§ **TASK STATEMENT**
Rewrite the entries from the start up to and including the line with "77], [322, 172, 368, 196]]", changing every "Request query" to "Search phrase" and keeping everything else the same.
--- Start LISTED RECORDS ---
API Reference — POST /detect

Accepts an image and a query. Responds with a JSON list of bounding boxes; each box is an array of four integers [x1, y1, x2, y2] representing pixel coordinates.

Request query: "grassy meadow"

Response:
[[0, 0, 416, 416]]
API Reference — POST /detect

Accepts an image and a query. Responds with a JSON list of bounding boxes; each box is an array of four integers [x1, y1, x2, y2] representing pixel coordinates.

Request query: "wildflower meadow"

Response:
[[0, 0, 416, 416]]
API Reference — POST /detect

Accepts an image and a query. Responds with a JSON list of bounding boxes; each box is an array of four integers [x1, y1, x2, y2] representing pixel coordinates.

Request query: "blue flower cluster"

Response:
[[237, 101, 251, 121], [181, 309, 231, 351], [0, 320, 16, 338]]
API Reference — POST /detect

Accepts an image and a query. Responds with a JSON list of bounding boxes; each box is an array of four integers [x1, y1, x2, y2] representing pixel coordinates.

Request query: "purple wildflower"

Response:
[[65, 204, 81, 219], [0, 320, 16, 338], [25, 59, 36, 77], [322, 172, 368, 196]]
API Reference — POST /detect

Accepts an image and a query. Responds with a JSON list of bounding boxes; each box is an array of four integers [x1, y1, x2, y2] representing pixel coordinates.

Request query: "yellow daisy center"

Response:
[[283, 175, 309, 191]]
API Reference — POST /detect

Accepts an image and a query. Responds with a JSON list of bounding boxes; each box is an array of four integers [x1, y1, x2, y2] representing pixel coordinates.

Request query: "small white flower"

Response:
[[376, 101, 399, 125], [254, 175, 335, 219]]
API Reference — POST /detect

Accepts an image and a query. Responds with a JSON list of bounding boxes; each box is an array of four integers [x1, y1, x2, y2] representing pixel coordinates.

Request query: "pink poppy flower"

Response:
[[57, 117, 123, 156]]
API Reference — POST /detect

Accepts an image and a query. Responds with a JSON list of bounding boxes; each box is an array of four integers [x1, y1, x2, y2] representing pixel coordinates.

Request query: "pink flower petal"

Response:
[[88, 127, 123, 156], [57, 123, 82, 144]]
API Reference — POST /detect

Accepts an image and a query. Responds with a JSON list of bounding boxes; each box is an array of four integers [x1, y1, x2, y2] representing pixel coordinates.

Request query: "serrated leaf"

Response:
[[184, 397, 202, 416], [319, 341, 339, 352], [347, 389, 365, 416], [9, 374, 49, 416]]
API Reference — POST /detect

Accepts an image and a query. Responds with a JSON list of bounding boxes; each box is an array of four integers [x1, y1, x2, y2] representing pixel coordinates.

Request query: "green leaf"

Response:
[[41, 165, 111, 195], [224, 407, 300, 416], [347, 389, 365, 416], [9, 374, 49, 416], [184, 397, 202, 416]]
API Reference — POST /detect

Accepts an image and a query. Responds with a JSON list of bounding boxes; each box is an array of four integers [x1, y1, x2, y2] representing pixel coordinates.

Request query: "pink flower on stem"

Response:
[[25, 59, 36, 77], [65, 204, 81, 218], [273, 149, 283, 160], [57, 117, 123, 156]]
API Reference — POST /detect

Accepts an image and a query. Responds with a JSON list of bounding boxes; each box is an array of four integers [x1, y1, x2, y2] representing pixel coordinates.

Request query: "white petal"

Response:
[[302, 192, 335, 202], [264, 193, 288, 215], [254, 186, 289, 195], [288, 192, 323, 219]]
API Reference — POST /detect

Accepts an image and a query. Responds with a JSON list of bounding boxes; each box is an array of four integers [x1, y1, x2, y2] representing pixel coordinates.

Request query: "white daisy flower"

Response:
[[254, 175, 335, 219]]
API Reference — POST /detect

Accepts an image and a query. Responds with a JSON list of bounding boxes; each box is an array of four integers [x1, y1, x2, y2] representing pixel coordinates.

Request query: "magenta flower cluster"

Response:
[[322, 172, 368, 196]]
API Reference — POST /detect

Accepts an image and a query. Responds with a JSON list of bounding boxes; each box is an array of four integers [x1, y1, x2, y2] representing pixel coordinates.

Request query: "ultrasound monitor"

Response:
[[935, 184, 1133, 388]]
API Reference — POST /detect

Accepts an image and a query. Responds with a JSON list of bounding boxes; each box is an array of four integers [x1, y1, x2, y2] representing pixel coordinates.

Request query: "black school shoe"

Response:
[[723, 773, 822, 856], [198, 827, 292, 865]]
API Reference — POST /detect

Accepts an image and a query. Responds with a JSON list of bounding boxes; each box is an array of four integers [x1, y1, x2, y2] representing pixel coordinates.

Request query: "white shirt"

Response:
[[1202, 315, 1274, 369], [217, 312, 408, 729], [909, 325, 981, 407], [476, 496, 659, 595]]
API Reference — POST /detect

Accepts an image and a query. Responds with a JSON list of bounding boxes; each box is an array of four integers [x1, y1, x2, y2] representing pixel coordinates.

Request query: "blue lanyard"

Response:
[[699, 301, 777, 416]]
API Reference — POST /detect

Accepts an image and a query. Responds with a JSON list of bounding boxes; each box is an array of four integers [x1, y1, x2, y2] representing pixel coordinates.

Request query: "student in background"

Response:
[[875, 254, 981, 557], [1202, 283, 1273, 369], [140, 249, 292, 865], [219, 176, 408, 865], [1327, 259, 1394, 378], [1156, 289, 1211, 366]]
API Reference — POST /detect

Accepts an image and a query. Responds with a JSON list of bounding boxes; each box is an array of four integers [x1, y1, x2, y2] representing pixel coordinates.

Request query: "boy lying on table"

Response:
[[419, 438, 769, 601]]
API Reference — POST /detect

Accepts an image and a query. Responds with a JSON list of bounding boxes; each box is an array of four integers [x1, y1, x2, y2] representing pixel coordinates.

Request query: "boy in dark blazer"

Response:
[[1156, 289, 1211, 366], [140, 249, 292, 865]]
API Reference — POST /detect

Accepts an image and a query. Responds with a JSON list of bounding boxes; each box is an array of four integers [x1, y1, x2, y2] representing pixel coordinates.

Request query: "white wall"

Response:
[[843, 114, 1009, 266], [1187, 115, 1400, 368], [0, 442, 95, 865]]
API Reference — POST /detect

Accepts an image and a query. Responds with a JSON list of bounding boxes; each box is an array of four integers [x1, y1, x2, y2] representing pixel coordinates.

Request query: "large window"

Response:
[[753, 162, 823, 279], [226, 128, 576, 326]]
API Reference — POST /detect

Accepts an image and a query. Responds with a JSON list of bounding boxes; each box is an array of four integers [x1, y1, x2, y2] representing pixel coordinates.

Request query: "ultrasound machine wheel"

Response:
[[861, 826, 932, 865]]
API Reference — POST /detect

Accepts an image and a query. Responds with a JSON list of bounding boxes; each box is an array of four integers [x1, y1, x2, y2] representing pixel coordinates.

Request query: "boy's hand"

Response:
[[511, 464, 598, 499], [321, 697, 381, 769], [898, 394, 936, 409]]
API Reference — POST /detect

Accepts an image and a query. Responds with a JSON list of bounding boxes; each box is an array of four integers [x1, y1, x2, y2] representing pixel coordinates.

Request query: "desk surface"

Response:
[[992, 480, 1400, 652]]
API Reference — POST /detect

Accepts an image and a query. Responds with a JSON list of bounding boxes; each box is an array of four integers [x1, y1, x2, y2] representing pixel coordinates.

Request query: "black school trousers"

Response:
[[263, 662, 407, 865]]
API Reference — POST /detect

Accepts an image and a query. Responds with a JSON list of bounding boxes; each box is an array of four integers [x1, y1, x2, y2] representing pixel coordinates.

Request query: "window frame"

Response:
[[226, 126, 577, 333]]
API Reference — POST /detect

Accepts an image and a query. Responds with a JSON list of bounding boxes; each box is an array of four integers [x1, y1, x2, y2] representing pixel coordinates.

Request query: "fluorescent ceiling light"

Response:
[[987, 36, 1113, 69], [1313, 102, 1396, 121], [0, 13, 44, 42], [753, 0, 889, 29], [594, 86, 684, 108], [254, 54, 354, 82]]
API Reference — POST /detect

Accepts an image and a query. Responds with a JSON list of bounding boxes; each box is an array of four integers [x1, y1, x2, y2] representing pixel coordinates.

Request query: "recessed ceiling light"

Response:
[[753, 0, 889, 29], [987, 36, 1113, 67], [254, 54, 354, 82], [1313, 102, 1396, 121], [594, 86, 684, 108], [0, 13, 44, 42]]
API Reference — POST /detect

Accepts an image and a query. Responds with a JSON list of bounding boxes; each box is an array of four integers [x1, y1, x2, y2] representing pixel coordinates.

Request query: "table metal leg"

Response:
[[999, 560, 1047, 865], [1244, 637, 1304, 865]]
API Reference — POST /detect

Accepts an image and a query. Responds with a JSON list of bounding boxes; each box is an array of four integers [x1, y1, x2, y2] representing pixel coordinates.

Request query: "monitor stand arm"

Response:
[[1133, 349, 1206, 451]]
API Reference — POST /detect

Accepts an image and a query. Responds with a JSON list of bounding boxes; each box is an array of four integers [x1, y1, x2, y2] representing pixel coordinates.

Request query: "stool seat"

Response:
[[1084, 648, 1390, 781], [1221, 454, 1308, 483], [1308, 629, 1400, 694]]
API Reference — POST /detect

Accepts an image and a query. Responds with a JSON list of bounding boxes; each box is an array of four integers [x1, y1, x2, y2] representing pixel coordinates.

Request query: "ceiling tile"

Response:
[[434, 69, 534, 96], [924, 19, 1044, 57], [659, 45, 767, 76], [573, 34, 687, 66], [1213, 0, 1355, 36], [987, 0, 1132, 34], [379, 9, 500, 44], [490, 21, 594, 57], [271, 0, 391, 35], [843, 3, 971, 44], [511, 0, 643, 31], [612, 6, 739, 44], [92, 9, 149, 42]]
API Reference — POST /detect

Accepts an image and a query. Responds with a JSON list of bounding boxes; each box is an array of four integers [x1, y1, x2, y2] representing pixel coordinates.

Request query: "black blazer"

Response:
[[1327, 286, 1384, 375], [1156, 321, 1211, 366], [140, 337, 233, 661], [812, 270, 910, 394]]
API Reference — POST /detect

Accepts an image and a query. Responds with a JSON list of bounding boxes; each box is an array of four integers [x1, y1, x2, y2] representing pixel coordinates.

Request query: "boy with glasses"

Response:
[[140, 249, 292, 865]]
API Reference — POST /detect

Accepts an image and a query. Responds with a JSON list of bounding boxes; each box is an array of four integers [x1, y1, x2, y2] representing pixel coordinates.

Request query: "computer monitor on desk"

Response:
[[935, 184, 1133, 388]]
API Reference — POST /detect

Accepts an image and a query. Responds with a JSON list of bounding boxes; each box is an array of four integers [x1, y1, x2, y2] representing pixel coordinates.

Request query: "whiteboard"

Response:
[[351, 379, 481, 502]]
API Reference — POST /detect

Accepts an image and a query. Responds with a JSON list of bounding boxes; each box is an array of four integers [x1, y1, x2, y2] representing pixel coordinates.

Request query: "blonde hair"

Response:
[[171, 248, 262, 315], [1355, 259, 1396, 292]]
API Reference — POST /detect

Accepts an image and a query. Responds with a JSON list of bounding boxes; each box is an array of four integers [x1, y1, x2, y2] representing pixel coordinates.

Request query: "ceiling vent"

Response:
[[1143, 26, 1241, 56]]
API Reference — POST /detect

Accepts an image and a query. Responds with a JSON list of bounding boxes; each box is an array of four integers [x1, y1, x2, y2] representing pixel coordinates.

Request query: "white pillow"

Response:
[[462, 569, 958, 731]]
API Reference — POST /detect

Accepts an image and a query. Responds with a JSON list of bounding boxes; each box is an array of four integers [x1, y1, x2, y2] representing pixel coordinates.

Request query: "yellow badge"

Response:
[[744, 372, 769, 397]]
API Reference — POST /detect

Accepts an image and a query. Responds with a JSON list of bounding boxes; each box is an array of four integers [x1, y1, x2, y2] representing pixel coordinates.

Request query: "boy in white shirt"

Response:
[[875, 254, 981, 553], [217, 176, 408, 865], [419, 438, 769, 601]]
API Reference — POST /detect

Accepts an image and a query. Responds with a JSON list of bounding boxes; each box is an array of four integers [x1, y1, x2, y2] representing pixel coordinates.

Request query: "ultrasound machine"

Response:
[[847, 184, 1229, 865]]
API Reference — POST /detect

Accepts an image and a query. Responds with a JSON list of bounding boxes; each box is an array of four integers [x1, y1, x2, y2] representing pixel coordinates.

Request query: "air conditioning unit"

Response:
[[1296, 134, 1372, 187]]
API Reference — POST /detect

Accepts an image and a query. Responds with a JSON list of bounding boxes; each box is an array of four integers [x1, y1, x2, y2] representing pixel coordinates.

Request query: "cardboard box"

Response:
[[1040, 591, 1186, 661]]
--- End LISTED RECORDS ---
§ **SOLVED PROBLEM**
API Reference — POST /detect

Accepts an image and a query. Responds with a JSON list of bounding boxes; each box is an array of four integers [x1, y1, x2, y2] representing pixel coordinates.

Search phrase: "grassy meadow"

Response:
[[0, 0, 416, 416]]
API Reference — POST /detect

Accepts an image and a query. Responds with a JSON list of bounding boxes; each box is an array of four integers [x1, y1, x2, y2] representing pixel coordinates.

Search phrase: "wildflower meadow"

Response:
[[0, 0, 416, 416]]
API Reference — POST /detect

Accepts an image and a query. Responds with a JSON list of bounding boxes; each box is an array of four integers [x1, y1, x2, y2] representing pixel coordinates.

Search phrase: "blue flower cluster"

Response:
[[237, 101, 251, 121], [181, 309, 231, 351], [0, 320, 16, 338]]
API Reference — POST /detect

Accepts an image and a query. Responds with a JSON list of bounding boxes; each box is an array of four integers [x1, y1, x2, y2] representing pixel coordinates.

Search phrase: "purple wildflower"

Response:
[[65, 204, 81, 219], [0, 320, 16, 338], [25, 59, 36, 77], [322, 172, 368, 196]]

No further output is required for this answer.